### Bacaan
####################

Ambon, Wartamaluku.com – Komisi C DPRD Provinsi Maluku bersama Bea Cukai kota Ambon mengunjungi tempat penyulingan/pembuatan minuman tradisional berupa sopi di kecamatan Leitimur Selatan guna mencari informasi terkait besarnya masyarakat yang memproduksi sopi.
“Kita ke Leitimur Selatan ini untuk mencari informasi tentang berapa besar produksi sopi setiap harinya yang merupakan minuman tradisional dari masyarakat dan ternyata setelah kita turun dan melihat langsung hampir sebagian besar masyarakat disini mata pencahariannya adalah membuat sopi.” Demikian dikatakan Kepala Kantor Pelayanan dan Pengawasan Bea Cukai Ambon Yanti Sarmuhidayanti kepada sejumlah media, jumat, 5/01/2019.
Menurutnya, selama ini melihat fenomena yang terjadi bahwa sopi dapat mengakibatkan kriminalitas, moralitas, maka dirinya berpikir Bea Cukai bisa memberikan solusi terhadap semua ini.
“Karena sopi menimbulkan hal yang negatif maka sangat bagus kalau dikenai cukai, dan ketika dilihat hanya Cukai yang bisa memberikan solusi terhadap masalah sopi. Karena Cukai adalah suatu penerimaan negara yang dikenakan terhadap barang-barang tertentu yang mempunyai sifat dan karakteristik tertentu, yaitu konsumsinya perlu dikendalikan, peredarannya perlu diawasi, pemakaiannya dapat menimbulkan dampak negatif bagi masyarakat atau lingkungan hidup.” Tuturnya.

####################

### Soal dan Tugas
a: Dalam bacaan tentang produksi sopi, kecamatan mana yang dikunjungi Komisi C DPRD Provinsi Maluku bersama Bea Cukai kota Ambon?
b: Tuliskan kembali dengan tepat bagian bacaan tentang produksi sopi yang dibuka dengan kata-kata "Ambon, Wartamaluku.com –" dan ditutup dengan "yang memproduksi sopi.".
c: Teruskan bacaan tentang produksi sopi di Leitimur Selatan, mulai setelah kalimat terakhirnya.
Data berikut merupakan bahan tersendiri yang terpisah dari bacaan.

####################

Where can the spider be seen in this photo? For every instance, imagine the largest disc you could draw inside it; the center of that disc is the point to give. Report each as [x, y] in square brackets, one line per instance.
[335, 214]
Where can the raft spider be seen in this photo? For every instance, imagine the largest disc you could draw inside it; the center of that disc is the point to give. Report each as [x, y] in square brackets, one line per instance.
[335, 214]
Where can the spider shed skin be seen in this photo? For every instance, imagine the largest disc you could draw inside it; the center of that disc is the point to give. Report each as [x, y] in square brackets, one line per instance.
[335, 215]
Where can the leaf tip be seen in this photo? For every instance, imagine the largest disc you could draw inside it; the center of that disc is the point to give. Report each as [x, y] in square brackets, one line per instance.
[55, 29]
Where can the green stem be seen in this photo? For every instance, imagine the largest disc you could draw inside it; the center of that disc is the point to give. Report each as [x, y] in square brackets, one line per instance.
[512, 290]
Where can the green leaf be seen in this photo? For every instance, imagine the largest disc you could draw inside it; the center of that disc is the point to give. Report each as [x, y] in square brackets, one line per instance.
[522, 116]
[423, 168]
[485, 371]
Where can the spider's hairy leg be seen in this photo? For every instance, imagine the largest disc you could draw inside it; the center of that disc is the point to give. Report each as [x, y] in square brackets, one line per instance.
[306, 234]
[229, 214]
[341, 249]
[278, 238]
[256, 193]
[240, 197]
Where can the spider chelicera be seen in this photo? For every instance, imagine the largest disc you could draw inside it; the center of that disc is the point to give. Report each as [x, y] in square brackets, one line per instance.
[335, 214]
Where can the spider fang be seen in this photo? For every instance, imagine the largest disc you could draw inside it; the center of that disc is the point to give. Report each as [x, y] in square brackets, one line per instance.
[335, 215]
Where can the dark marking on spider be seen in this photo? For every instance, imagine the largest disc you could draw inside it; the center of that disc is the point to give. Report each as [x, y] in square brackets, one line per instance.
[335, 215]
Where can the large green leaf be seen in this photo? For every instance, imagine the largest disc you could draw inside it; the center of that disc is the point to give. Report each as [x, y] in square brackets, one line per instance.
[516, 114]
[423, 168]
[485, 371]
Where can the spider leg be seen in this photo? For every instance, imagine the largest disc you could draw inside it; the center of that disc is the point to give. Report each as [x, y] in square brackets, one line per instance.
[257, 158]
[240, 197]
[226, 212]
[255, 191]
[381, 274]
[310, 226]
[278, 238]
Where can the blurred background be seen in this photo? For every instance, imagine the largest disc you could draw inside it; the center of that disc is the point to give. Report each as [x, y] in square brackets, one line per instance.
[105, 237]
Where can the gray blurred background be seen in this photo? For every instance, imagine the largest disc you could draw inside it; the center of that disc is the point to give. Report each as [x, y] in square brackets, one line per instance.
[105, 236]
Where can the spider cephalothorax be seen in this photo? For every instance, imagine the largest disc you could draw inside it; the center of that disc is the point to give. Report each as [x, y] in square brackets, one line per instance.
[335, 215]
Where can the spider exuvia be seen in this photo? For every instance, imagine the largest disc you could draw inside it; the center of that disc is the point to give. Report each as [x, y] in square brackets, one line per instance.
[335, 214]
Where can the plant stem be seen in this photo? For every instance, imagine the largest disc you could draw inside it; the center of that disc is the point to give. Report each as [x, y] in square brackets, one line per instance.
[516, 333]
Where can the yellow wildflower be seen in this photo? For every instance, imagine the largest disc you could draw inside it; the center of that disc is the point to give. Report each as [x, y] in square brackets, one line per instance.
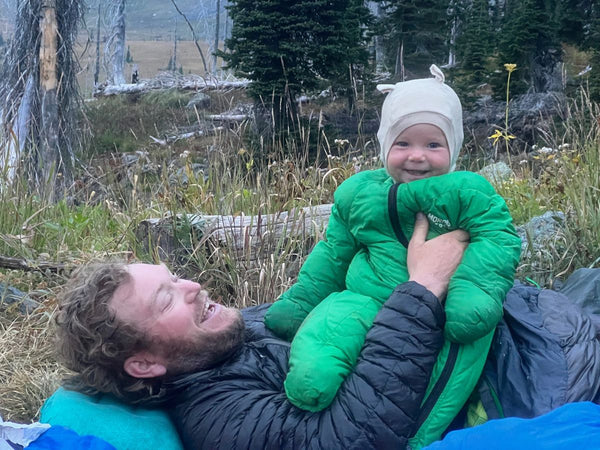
[497, 135]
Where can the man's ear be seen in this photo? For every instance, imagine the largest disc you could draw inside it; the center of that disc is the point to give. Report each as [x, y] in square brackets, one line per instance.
[144, 365]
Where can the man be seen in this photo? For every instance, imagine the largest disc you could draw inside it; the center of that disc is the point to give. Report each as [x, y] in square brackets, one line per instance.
[144, 335]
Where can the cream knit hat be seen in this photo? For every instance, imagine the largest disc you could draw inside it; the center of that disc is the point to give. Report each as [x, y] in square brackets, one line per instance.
[427, 100]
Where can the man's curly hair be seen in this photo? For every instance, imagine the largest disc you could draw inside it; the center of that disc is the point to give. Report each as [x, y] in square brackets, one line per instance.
[91, 341]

####################

### Kunci Jawaban
a: Kecamatan Leitimur Selatan.

b:
Ambon, Wartamaluku.com – Komisi C DPRD Provinsi Maluku bersama Bea Cukai kota Ambon mengunjungi tempat penyulingan/pembuatan minuman tradisional berupa sopi di kecamatan Leitimur Selatan guna mencari informasi terkait besarnya masyarakat yang memproduksi sopi.

c:
Namun, yang menjadi persoalan adalah produksi sopi ini hanya 5 liter/perhari sehingga untuk bisa dikenakan cukai harus ada pengolahannya menjadi satu kemasan yang bisa dijual eceran dan yang ada etiketnya.
Lanjutnya, untuk lebih muda mengawasi sopi maka harus dikena cukai dengan usaha pabrikan yang diregistrasikan pada kantor Bea dan Cukai.
“Apabila sopi dikena Cukai maka kita lebih muda mengawasi konsumsi dan peredaraannya. Sehingga tidak ada lagi penjualan yang tidak terkontrol.” Ucapnya.
Persoalan sopi sebenarnya bisa diselesaikan, oleh karena itu jangan biarkan berlarut – larut. Ucap Yanti.
Selain itu, masyarakat yang membuat minuman tradisional jangan khwatir sebab, yang dikenakan cukai bukan masyarakatnya tetapi pabrikannya.
Sementara menurut Ketua Komisi C DPRD Provinsi Maluku mengatakan yang membuat atau yang menyuling sopi adalah masyarakat, oleh sebab itu mestinya ada regulasi yang bisa melindungi mereka.
Karena apabila diatur dengan Peraturan Daerah tentang mekanisme penjualan dan sudah diawasi oleh cukai maka dirinya yakin kedepan minuman sopi bisa menjadi lebih baik penjualan dan konsumsinya.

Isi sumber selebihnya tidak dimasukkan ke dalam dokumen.